» Task goal:
Write a continuation of the MAESTRO text below, picking up after its last line.

» Exercise text:
=== Section Start ===

MAESTRO(Model-based AnalysEs of Single-cell Transcriptome and RegulOme) is a comprehensive single-cell RNA-seq and ATAC-seq analysis suit built using snakemake. MAESTRO combines several dozen tools and packages to create an integrative pipeline, which enables scRNA-seq and scATAC-seq analysis from raw sequencing data (fastq files) all the way through alignment, quality control, cell filtering, normalization, unsupervised clustering, differential expression and peak calling, celltype annotation and transcription regulation analysis. Currently, MAESTRO support Smart-seq2, 10x-genomics, Drop-seq, SPLiT-seq for scRNA-seq protocols; microfudics-based, 10x-genomics and sci-ATAC-seq for scATAC-seq protocols.


MAESTRO provides ten functions serving as sub-commands. To get a full list of commands and descriptions:


usage: MAESTRO [-h] [-v]
               {scrna-init,scatac-init,integrate-init,samples-init,mtx-to-h5,count-to-h5, merge-h5,scrna-qc,scatac-qc,scatac-peakcount,scatac-genescore}
Subcommand Description
scrna-init Initialize the MAESTRO scRNA-seq workflow.
scatac-init Initialize the MAESTRO scATAC-seq workflow.
integrate-init Initialize the MAESTRO integration workflow.
samples-init Initialize samples.json file in the current directory.
mtx-to-h5 Convert 10X mtx format matrix to HDF5 format.
count-to-h5 Convert plain text count table to HDF5 format.
merge-h5 Merge multiple HDF5 files, e.g. different replicates.
scrna-qc Perform quality control for scRNA-seq gene-cell count matrix.
scatac-qc Perform quality control for scATAC-seq peak-cell count matrix.
scatac-peakcount Generate peak-cell binary count matrix.
scatac-genescore Calculate gene score based on the binarized scATAC peak count.

=== Section End ===

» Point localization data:
=== Section Start ===

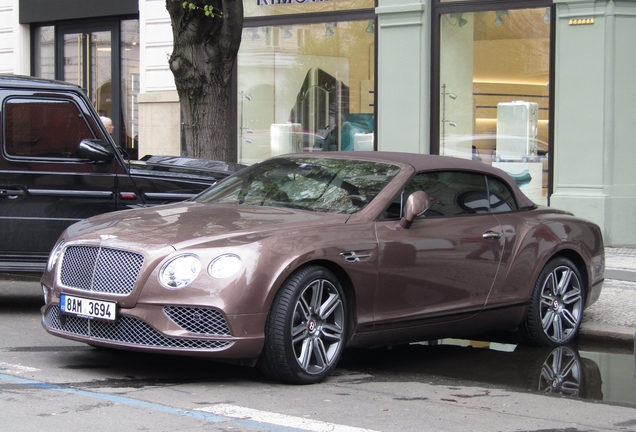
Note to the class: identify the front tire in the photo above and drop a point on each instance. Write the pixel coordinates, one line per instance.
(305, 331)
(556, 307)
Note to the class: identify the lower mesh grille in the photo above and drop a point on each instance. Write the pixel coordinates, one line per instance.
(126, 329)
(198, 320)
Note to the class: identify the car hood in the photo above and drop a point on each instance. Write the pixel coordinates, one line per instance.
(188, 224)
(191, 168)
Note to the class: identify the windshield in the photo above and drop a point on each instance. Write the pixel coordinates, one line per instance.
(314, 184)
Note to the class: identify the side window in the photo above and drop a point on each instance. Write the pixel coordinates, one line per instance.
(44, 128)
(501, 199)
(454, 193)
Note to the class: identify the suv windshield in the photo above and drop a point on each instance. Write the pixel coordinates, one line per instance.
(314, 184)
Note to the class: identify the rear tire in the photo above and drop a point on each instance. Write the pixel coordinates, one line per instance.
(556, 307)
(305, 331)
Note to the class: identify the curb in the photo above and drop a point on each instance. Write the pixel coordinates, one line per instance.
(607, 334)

=== Section End ===
=== Section Start ===

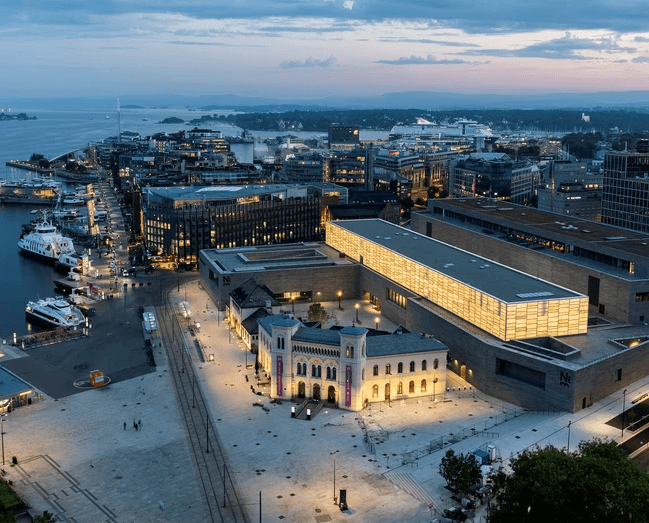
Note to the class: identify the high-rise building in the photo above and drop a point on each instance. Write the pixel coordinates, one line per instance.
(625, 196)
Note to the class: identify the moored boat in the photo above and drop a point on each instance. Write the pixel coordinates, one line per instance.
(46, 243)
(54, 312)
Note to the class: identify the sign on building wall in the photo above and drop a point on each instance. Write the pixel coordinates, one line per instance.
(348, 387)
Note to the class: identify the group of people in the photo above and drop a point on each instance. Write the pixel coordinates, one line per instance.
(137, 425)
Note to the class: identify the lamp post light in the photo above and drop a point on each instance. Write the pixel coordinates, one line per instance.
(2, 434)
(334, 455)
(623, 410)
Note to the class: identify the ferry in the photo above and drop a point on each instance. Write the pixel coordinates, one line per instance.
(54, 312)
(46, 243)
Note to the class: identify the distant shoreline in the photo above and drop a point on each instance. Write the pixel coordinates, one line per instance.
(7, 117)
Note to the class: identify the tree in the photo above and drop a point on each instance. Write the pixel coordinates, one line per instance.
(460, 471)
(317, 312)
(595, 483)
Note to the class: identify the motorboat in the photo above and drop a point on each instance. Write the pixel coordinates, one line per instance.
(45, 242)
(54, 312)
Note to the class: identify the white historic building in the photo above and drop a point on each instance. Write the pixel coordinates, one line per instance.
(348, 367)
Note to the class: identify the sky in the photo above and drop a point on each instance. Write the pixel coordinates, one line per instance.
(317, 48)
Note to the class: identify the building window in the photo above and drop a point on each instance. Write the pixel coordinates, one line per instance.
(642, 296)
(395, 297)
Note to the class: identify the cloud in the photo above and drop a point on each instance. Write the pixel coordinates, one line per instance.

=== Section End ===

» Written response:
The most general use case for MAESTRO is to process single-cell data with a streamlined pipeline. The basic idea of running MAESTRO is summarized as the following three steps.

Version Author Date
df5cd89 baigal628 2021-06-22
317af89 baigal628 2021-06-21

Required annotations for MAESTRO workflow

The full MAESTRO workflow requires extra annotation and reference files. If you want to take full advantage of the pipeline, please download the following:

  • MAESTRO depends on starsolo for mapping scRNA-seq and chromap or minimap2 for mapping scATAC-seq dataset. Users need to generate the reference files for the alignment software and specify the path of the annotations to MAESTRO through command line options. Here, we will provide the pre-built reference files.

For scRNA-seq, please download STARsolo index from link STAR human and STAR mouse. If the sequencing platform is Smart-seq2, please also download RSEM prefix from RSEM human and RSEM mouse.

For scATAC-seq, please download reference file from human and mouse. If using chromap as mapping tool (which is much faster), please also build the index file using chromap -i -r ref.fa -o ref.index.

Download index files for GRCh38

mkdir MAESTRO/references
cd MAESTRO/references/
tar xvf pbmc8k_fastqs.tar

mkdir scRNA
cd scRNA/
tar xvzf Refdata_scRNA_MAESTRO_GRCh38_1.2.2.tar.gz

cd ../
mkdir scATAC
cd scATAC/
tar xvzf Refdata_scATAC_MAESTRO_GRCh38_1.1.0.tar.gz

#build index for chromap. Only take a few minutes.
chromap -i -r Refdata_scATAC_MAESTRO_GRCh38_1.1.0/GRCh38_genome.fa -o GRCh38_chromap.index
  • MAESTRO utilizes LISA2 to evaluate the enrichment of transcription factors based on the marker genes from scRNA-seq clusters. If users want to use LISA2, they need to download and install reference data either for human or for mouse. The input gene set can be constituted of only official gene symbols, only RefSeq ids, only Ensembl ids, only Entrez ids, or a mixture of these identifiers.

Download lisa2 data files for GRCh38

cd ../
mkdir annotation
cd annotation/
  • MAESTRO utilizes giggle to identify enrichment of transcription factor peaks in scATAC-seq cluster-specific peaks. By default giggle is installed in MAESTRO environment. The giggle index for Cistrome database can be downloaded here. Users need to download the file and provide the location of the giggle annotation to MAESTRO if want to predict TFs on scATAC-seq.

Download giggle annotation files for GRCh38

tar xvzf giggle.all.tar.gz

Test data

We also provide small data sets for users to try out the pipeline (sampling from 10x fastq files). Data can be downloaded from the link scRNA-seq and scATAC-seq.